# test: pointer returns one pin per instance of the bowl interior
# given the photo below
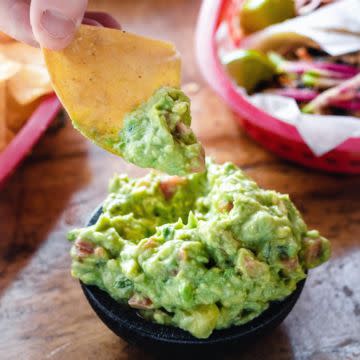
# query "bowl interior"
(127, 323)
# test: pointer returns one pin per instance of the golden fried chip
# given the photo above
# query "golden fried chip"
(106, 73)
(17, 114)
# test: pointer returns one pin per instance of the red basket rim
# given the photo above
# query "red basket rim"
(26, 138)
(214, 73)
* * *
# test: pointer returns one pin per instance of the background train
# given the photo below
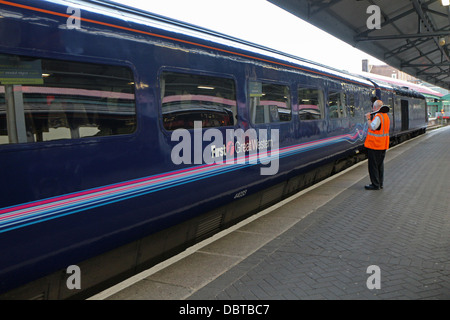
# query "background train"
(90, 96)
---
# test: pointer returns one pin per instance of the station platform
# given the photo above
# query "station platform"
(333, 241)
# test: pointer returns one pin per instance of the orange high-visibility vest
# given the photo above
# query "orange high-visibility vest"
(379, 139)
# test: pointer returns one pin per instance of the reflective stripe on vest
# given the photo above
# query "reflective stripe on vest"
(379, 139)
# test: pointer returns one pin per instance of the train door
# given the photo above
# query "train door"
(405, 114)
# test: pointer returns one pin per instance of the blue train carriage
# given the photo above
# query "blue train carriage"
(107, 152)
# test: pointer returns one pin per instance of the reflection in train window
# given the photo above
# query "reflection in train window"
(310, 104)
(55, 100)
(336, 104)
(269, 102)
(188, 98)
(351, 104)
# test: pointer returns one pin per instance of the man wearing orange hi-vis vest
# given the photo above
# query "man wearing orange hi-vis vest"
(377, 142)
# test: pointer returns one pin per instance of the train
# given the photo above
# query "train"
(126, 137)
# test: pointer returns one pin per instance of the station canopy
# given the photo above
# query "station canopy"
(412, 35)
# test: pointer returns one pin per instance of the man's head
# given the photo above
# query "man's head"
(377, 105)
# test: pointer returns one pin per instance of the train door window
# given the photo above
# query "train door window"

WHAT IS REQUIRED>
Your task is to retype the entries verbatim, starting with the line that holds "the man wearing orange hi-vis vest" and stopping after the line that holds "# test: pointer returns one pin per instance of the man's".

WRITTEN RESPONSE>
# test: pointer returns one pin per instance of the man wearing orange hi-vis vest
# given the photo above
# query "man wearing orange hi-vis vest"
(377, 142)
# test: pointer returns one pin per instance of the train
# given the photo above
# query "train"
(126, 137)
# test: pointer returns one pin per instance of the station canopy
# given the photo above
# query "station canopy"
(412, 35)
# test: pointer returns one pin per instance of the man's head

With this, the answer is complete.